Brief: Lay out the lines below as a JSON list of strings, one string per line with blank lines omitted. Start at the line containing "Expected: a marker on each instance of the haze, one", end at the final line, include both, and leave the pictures out.

Supplied data:
+ + + + + + +

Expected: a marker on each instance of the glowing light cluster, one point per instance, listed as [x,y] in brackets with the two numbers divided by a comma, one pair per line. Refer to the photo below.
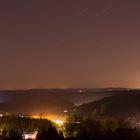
[30,136]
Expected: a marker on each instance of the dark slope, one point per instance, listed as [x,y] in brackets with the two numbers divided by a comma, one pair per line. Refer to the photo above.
[125,104]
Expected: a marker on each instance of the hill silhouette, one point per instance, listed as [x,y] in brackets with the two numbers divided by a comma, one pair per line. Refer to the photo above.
[125,104]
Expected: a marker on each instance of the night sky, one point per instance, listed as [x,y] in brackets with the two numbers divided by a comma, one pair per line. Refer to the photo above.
[69,43]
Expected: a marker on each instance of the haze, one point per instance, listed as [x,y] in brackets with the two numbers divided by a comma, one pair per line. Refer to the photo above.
[69,43]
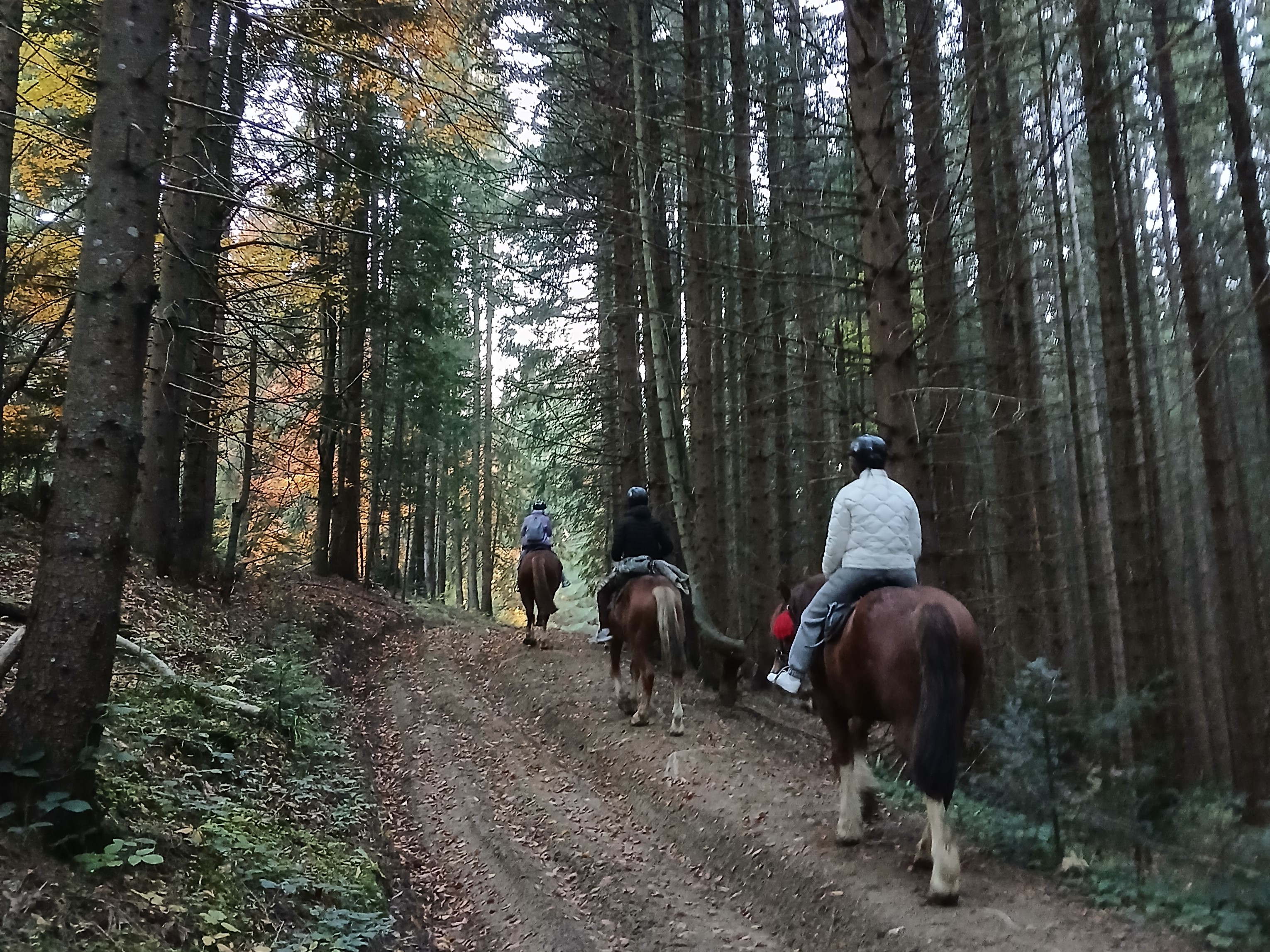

+ + + + + + +

Solution for this task:
[
  "Expected: a marker on each instance of the haze, one point per instance, listed as [x,y] in brackets with the two numbers divided by a comma, one pair per line. Refer to the photo above.",
  "[69,43]"
]